Material provided |

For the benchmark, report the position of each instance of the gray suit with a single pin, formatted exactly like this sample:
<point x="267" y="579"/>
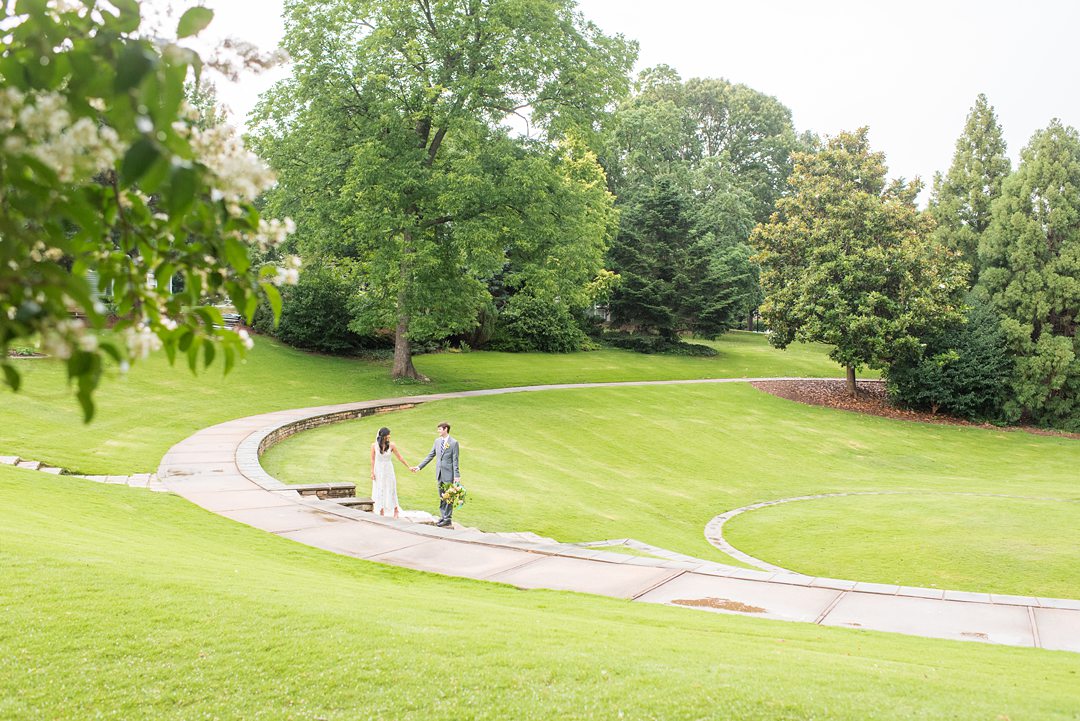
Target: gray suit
<point x="446" y="470"/>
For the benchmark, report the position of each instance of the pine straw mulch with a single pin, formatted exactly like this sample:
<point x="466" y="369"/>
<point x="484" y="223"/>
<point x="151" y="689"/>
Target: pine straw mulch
<point x="872" y="399"/>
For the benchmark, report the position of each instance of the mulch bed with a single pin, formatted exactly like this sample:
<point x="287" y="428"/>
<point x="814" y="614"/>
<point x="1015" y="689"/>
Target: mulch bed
<point x="872" y="399"/>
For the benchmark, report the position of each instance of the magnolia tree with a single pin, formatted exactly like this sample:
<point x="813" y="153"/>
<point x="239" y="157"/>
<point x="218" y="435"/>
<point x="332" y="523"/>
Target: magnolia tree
<point x="106" y="169"/>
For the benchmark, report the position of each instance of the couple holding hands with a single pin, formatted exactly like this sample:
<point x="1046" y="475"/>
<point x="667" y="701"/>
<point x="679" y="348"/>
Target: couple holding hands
<point x="447" y="476"/>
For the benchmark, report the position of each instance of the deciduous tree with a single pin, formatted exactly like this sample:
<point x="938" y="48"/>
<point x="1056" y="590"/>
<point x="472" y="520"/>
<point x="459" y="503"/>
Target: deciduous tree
<point x="392" y="148"/>
<point x="848" y="260"/>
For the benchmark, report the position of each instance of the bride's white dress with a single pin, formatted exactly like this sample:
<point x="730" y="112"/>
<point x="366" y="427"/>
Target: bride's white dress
<point x="385" y="486"/>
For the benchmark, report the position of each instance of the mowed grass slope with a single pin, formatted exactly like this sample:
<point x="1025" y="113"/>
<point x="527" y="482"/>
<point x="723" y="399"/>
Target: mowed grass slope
<point x="1025" y="546"/>
<point x="142" y="413"/>
<point x="130" y="604"/>
<point x="656" y="463"/>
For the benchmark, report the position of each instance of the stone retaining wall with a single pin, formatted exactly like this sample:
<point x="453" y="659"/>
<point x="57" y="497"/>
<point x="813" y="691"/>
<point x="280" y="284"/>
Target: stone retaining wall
<point x="287" y="430"/>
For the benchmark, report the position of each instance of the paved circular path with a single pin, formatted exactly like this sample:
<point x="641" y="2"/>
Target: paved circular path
<point x="218" y="468"/>
<point x="714" y="529"/>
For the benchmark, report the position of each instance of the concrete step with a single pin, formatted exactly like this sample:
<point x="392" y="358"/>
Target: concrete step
<point x="139" y="480"/>
<point x="353" y="502"/>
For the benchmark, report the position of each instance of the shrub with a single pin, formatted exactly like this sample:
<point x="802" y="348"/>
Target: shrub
<point x="528" y="323"/>
<point x="962" y="371"/>
<point x="656" y="344"/>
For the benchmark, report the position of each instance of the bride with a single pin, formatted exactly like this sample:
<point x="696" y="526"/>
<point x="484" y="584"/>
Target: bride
<point x="383" y="480"/>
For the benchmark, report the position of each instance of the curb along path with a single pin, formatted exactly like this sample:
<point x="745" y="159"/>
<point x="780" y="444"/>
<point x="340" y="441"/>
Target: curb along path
<point x="218" y="468"/>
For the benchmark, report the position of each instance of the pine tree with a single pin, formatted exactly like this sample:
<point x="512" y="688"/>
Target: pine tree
<point x="962" y="198"/>
<point x="1030" y="266"/>
<point x="649" y="255"/>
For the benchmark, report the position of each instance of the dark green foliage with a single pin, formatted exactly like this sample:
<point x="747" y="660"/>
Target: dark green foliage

Do this | Only the lines from the one containing "the bride with" through the end of the entries above belong in the answer; repeat them exactly.

Response |
For the benchmark, report the position of each instance of the bride with a single pin, formatted exactly like this sample:
<point x="696" y="526"/>
<point x="484" y="584"/>
Target: bride
<point x="383" y="480"/>
For the benchmark, report the position of each instance of the curb along path with a single pin, formatted exactly like this sample:
<point x="745" y="159"/>
<point x="780" y="444"/>
<point x="340" y="441"/>
Target: curb along path
<point x="218" y="468"/>
For the benchmark, report the position of each instance of the pine tree with a single pin, formatted exactly like this sample:
<point x="512" y="688"/>
Target: pine tree
<point x="962" y="198"/>
<point x="1030" y="266"/>
<point x="649" y="255"/>
For the benchmark, report the position of each instance of the dark green foliage with a single pin, formatted exactly like this sample:
<point x="747" y="660"/>
Target: dark green foliage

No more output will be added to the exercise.